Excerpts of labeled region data
+ + + + + + +

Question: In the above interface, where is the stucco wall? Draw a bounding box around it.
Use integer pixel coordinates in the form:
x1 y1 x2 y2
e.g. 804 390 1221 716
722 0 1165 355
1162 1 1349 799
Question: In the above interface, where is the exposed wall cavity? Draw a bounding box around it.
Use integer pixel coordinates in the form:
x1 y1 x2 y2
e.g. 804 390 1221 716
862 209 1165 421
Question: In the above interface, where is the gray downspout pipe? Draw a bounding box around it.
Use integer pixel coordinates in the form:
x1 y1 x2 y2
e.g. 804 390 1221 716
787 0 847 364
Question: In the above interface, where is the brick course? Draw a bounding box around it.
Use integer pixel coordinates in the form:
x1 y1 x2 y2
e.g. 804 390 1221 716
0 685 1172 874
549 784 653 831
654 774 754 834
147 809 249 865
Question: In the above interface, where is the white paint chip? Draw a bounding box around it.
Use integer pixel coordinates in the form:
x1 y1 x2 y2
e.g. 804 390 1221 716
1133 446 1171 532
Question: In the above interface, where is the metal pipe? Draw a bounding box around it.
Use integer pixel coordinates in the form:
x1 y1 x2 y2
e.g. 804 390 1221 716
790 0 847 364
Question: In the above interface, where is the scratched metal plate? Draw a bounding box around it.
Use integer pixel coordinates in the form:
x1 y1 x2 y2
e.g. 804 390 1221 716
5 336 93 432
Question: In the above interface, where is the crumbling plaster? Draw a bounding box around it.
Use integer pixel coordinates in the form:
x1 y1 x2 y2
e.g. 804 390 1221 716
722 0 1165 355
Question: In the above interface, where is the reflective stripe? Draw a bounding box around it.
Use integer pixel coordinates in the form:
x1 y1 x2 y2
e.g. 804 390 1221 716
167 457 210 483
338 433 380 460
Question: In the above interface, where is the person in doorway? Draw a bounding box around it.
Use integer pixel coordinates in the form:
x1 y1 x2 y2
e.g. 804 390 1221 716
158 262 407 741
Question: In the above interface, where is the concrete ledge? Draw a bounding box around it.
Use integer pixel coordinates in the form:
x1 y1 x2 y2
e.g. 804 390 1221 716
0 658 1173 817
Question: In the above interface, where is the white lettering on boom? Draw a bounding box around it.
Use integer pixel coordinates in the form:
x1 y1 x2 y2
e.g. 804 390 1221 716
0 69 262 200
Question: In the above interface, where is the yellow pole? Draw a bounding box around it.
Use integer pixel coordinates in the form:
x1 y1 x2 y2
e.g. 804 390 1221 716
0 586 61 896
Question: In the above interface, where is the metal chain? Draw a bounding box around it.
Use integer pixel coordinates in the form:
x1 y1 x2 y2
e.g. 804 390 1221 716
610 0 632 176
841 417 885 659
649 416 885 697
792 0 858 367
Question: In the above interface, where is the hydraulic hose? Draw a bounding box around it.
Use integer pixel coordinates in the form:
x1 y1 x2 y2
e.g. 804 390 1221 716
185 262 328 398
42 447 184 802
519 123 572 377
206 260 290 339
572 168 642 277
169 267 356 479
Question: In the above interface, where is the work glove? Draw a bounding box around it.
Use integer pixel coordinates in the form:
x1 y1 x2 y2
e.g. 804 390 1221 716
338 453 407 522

+ + + + + + +

Short exercise » Reproduce all of the records above word for word.

The answer »
Question: In the above interface, where is the stucco wall? Draw a bounding box around it.
Use integer pixel coordinates in the form:
x1 y1 x2 y2
e.g. 804 390 1221 716
722 0 1165 355
1162 1 1349 799
Question: In the above interface, where is the exposed wall cavity? Draw a bounding box around it.
Use integer pixel coordinates in the form:
x1 y1 x2 y2
e.g. 804 390 1221 716
862 209 1165 421
Question: In the above interface, where is the gray downspout pipe? Draw a bounding box around it.
Use integer pixel coordinates in the form:
x1 y1 x2 y2
e.g. 804 390 1221 716
787 0 847 364
Question: In the above interface, where is the brick course? Draw a bounding box around it.
Use integer pixel coordinates in the form:
x1 y1 x2 y2
e.g. 804 390 1221 716
0 685 1172 874
549 784 653 831
654 774 754 834
147 809 249 865
Question: In the above interface, where is the white paint chip? Draw a bounding box around it.
Use integer pixel coordinates in the form:
x1 y1 x2 y2
e.g. 804 390 1221 716
1133 446 1171 532
Question: In the above interface, where is the metal pipe? Draw a bounding box around it.
Use integer pixel coordinates in the form:
x1 y1 x2 y2
e.g. 804 390 1221 716
790 0 847 364
Question: In the above interface, where is the scratched metal plate? Draw a bounding box around it.
Use integer pixel coordinates in the form:
x1 y1 x2 y2
e.g. 804 390 1221 716
5 336 93 432
Question: In the above interface, where is the crumbling plaster? Draw a bounding box around it.
Use integer pixel coordinates in the form:
x1 y1 x2 y2
e.g. 804 390 1221 716
722 0 1165 355
Question: In the above interface, where is the reflective stripe? Draw a bounding box around it.
Use integer pixel coordinates in the form:
x1 y1 x2 y2
e.g. 804 390 1221 716
167 457 210 483
338 433 380 460
Question: In the above interface, where is the person in doorway? Draw a bounding box around it.
Use integer pixel coordinates in the form:
x1 y1 x2 y2
e.g. 804 390 1221 716
158 262 407 741
Question: In the above interface, where is the concrete ledge? Draw a bounding box around it.
Use integer pixel coordinates in the form:
x1 y1 x2 y2
e.g. 804 390 1221 716
0 658 1173 817
Question: In the above interface, where is the white lettering on boom? Draw a bounding box around it.
Use integer pixel coordinates in the form:
x1 y1 x2 y2
e.g. 804 390 1221 716
0 69 262 200
Question: In the above interface, where is the yellow pole? Draw a bounding box around it.
Use integer pixel coordinates in the form:
x1 y1 x2 y2
e.g. 804 390 1221 716
0 586 61 896
Question: In the above interface, where is the metal chain? Draw a bounding box around it.
Use integer pixel coordinates in the form:
x1 y1 x2 y2
e.g. 804 390 1221 716
610 0 632 176
841 417 885 659
649 416 885 697
792 0 858 367
Question: In the above interface, where is the hydraulic hose? Draw a bounding box around it.
Use integer pixel coordinates in the form:
x1 y1 x2 y2
e.g. 804 390 1221 716
185 262 328 398
42 447 184 802
519 123 572 377
206 260 290 339
572 168 642 277
169 267 356 479
Question: In the above interface, where is the work glove? Draw a bounding box around it.
Use integer pixel coordinates in the form:
x1 y1 x2 y2
e.g. 804 390 1221 716
338 453 407 522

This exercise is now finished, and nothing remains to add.